Aim of the task
Copy the text about death risk after starting HIV treatment with a very low CD4 count word for word, in full.

Page text
Various factors are associated with a higher risk of death during the year after people with a CD4 count below 100 start HIV treatment, including having a very low CD4 count, a high number of physical symptoms, weight loss, problems with self-care and various abnormal lab test results, aidsmap reports.
Publishing their findings in Clinical Infectious Diseases, researchers from the REALITY trial conducted an analysis of factors associated with mortality after 48 weeks. A total of 1,711 people living with HIV in five sub-Saharan African nations, including adults and children age 5 and older, were enrolled in the prospective clinical study; all of them had a CD4 count below 100 when they were diagnosed and immediately started antiretroviral (ARV) treatment.
A total of 203 (12 percent) of the participants died within 48 weeks. The researchers found that mortality was independently associated with older age, a lower CD4 count, lower albumin (an indication of inflammation, shock or malnutrition), lower hemoglobin (a protein in red blood cells that carries oxygen throughout the body), weaker grip strength, moderate to severe weight loss, problems with mobility, vomiting and problems with self-care, such as bathing and dressing.

Exercise data

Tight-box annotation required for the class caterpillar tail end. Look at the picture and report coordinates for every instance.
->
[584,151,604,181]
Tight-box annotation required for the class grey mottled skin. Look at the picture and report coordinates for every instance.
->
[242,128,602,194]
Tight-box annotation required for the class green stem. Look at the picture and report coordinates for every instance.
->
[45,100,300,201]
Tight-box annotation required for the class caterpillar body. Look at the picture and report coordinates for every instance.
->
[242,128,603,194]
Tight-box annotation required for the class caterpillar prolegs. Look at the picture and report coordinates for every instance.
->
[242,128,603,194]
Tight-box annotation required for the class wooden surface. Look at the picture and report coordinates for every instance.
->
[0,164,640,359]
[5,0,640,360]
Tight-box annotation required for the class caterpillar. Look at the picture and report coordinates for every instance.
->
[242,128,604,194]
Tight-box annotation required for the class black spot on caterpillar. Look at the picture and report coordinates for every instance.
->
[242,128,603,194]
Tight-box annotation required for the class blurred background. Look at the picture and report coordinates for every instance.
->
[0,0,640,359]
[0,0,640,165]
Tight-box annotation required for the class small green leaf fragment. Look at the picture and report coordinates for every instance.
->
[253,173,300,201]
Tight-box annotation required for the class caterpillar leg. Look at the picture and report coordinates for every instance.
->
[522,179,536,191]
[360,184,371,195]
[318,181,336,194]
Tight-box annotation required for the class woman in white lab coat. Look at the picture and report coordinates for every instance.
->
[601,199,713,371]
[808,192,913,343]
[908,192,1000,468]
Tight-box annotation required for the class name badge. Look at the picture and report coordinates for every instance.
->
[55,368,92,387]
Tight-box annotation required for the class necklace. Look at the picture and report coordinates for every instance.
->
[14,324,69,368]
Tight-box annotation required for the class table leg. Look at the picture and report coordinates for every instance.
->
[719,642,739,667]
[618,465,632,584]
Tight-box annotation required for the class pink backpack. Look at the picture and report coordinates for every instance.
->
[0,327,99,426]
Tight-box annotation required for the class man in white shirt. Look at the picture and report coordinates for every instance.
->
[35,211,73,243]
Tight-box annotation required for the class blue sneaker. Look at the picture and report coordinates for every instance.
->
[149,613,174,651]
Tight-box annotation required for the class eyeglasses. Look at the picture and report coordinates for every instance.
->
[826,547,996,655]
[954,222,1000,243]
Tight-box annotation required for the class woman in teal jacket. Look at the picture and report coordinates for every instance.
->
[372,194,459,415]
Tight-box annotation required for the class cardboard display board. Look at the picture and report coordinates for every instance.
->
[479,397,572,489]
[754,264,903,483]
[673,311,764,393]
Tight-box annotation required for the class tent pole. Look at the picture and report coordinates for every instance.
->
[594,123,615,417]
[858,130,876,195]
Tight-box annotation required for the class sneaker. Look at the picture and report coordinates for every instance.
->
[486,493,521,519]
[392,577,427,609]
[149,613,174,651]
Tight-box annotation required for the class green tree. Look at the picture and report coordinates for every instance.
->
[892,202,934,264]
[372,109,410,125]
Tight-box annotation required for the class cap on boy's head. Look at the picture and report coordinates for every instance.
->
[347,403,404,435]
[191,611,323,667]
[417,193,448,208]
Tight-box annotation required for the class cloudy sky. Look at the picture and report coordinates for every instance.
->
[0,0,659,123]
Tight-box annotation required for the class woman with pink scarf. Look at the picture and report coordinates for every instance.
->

Response to the exercise
Various factors are associated with a higher risk of death during the year after people with a CD4 count below 100 start HIV treatment, including having a very low CD4 count, a high number of physical symptoms, weight loss, problems with self-care and various abnormal lab test results, aidsmap reports.
Publishing their findings in Clinical Infectious Diseases, researchers from the REALITY trial conducted an analysis of factors associated with mortality after 48 weeks. A total of 1,711 people living with HIV in five sub-Saharan African nations, including adults and children age 5 and older, were enrolled in the prospective clinical study; all of them had a CD4 count below 100 when they were diagnosed and immediately started antiretroviral (ARV) treatment.
A total of 203 (12 percent) of the participants died within 48 weeks. The researchers found that mortality was independently associated with older age, a lower CD4 count, lower albumin (an indication of inflammation, shock or malnutrition), lower hemoglobin (a protein in red blood cells that carries oxygen throughout the body), weaker grip strength, moderate to severe weight loss, problems with mobility, vomiting and problems with self-care, such as bathing and dressing.